# Exercise prompt
Find every line in the items below that contains the word "Give", matching case exactly, and copy each of those lines.

# Data to use
## start
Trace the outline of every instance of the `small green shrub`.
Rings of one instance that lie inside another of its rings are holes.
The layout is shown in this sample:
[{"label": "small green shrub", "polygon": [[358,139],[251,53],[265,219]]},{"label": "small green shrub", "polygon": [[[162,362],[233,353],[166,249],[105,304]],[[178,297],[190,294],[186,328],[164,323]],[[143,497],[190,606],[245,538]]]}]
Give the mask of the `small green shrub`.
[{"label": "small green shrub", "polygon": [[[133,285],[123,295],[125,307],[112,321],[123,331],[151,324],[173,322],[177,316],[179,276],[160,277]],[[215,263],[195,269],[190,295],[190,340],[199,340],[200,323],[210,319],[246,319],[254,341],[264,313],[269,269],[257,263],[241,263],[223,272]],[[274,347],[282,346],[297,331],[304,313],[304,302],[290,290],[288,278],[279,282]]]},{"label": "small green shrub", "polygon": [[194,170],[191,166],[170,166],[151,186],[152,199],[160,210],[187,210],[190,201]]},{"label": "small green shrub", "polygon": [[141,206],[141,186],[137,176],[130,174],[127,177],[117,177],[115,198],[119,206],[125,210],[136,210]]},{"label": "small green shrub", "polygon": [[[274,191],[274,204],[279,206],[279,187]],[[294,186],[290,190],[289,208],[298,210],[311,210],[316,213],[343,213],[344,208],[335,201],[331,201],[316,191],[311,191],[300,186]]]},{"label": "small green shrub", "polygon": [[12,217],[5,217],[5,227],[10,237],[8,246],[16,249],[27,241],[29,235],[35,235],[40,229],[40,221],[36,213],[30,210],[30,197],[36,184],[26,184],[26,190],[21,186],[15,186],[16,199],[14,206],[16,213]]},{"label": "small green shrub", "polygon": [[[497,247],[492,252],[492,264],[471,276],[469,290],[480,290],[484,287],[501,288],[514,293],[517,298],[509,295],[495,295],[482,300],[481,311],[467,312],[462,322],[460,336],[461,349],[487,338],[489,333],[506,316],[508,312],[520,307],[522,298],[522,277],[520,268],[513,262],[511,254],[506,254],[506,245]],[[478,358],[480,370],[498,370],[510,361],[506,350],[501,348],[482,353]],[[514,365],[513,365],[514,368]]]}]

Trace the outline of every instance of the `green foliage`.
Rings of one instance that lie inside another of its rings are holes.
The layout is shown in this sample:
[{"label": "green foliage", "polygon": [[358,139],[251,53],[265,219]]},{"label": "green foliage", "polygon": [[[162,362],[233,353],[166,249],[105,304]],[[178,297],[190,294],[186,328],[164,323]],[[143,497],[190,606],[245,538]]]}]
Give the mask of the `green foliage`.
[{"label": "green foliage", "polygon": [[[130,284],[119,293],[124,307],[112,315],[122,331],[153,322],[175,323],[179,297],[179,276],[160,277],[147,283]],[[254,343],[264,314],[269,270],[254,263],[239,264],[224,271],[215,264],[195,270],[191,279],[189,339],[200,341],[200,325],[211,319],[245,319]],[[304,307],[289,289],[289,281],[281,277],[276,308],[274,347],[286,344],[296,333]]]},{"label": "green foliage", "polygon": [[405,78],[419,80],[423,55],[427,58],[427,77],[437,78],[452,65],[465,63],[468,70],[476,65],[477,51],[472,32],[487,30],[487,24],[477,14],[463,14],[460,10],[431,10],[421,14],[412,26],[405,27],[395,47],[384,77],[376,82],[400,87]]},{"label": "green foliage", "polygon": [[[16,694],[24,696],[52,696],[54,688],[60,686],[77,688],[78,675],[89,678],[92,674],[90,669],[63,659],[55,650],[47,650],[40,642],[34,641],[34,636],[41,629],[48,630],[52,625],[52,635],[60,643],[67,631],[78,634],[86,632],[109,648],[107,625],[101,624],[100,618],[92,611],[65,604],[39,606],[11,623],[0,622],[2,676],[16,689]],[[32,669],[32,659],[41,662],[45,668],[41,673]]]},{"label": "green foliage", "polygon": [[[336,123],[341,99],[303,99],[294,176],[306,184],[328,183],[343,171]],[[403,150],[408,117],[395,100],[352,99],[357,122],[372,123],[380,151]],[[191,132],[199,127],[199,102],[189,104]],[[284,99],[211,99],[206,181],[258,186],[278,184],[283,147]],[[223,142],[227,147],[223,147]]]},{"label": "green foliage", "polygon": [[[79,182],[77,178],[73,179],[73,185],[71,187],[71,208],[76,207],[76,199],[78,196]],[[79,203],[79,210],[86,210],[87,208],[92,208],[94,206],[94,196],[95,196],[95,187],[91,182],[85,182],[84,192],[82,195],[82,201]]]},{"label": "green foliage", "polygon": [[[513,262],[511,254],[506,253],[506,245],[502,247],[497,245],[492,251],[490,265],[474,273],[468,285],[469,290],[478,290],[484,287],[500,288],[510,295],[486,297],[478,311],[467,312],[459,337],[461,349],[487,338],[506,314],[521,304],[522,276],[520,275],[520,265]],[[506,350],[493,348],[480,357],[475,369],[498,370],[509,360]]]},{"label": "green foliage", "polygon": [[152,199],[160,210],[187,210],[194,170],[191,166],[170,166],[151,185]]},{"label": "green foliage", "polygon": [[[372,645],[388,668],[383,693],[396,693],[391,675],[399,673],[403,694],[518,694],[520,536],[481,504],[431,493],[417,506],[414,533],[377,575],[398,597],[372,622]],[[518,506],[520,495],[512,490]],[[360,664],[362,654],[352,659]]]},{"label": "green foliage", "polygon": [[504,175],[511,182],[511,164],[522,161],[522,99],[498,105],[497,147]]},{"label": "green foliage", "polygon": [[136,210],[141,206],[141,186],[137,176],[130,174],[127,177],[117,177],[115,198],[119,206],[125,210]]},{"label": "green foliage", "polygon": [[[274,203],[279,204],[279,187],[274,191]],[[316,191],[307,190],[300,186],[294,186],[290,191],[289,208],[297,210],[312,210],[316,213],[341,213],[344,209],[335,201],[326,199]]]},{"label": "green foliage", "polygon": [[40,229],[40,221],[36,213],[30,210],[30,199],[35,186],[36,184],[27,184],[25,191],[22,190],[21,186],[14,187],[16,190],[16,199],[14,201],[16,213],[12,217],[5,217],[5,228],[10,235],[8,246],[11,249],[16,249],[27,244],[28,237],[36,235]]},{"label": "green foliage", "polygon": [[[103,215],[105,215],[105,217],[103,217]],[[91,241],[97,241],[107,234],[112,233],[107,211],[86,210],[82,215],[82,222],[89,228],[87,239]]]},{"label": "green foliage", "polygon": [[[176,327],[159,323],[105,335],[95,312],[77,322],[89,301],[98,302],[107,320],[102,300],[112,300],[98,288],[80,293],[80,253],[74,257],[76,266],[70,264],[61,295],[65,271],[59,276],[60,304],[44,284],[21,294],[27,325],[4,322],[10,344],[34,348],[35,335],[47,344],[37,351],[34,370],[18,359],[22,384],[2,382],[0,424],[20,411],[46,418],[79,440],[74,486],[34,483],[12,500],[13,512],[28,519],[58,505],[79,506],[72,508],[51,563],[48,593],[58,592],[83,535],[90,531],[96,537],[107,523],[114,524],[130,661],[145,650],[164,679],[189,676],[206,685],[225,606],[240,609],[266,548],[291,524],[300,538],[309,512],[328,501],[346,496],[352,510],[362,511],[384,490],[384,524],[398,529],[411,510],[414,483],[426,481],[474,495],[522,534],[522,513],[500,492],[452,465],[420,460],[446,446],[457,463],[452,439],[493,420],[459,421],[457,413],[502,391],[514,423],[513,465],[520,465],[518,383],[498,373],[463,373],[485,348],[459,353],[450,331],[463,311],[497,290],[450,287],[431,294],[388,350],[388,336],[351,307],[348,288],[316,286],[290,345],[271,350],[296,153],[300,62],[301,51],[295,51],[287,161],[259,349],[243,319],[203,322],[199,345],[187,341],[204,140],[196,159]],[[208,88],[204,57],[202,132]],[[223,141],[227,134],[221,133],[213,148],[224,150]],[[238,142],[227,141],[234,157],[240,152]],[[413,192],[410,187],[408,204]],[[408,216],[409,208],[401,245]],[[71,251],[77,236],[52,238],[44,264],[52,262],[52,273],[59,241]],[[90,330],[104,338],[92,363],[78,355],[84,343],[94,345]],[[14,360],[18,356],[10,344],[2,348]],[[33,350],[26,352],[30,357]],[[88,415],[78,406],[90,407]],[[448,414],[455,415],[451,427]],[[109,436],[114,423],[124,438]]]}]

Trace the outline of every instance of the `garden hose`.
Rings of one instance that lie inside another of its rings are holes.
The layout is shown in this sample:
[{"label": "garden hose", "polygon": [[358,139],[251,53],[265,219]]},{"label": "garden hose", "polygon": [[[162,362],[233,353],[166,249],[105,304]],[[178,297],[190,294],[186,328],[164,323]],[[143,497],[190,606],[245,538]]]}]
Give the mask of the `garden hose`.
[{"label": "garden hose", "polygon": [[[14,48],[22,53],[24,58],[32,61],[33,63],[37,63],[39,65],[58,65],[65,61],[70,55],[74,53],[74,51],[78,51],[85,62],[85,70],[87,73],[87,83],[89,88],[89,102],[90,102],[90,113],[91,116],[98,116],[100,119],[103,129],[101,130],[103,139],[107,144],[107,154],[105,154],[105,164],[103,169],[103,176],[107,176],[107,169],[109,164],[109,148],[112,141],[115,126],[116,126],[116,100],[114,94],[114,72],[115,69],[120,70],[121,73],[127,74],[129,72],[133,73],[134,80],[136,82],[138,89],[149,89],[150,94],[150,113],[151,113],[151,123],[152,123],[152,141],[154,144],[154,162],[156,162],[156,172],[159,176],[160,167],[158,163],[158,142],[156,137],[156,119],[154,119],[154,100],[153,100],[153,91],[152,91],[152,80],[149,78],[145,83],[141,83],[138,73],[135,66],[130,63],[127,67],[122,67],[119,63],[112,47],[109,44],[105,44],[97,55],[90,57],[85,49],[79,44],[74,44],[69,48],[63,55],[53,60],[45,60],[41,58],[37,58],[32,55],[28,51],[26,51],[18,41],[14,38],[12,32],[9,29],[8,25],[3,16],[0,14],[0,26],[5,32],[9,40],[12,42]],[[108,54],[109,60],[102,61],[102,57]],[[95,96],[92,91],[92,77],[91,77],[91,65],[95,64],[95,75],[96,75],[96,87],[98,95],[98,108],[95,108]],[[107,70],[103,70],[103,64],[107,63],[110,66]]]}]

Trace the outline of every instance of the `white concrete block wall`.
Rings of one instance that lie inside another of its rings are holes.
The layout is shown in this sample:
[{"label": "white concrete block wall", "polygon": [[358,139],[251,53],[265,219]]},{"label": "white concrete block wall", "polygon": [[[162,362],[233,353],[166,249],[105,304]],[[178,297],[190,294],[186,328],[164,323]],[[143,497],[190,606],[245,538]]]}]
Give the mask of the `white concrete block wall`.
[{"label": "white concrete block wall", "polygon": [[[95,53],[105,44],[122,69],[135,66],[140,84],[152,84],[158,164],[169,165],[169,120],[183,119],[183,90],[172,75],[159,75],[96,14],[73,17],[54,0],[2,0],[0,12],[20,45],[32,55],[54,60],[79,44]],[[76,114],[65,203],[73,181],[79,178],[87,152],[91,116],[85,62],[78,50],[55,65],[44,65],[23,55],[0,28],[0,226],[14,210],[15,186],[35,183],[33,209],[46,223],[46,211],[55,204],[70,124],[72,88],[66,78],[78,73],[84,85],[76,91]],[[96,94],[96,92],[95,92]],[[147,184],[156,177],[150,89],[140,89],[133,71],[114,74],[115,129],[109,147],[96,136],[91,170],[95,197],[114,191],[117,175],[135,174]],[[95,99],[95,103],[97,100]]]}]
## end
# Result of this exercise
Give the mask of the `small green shrub`.
Give the mask of the `green foliage`.
Give the mask of the `garden hose`.
Give the mask of the `white concrete block wall`.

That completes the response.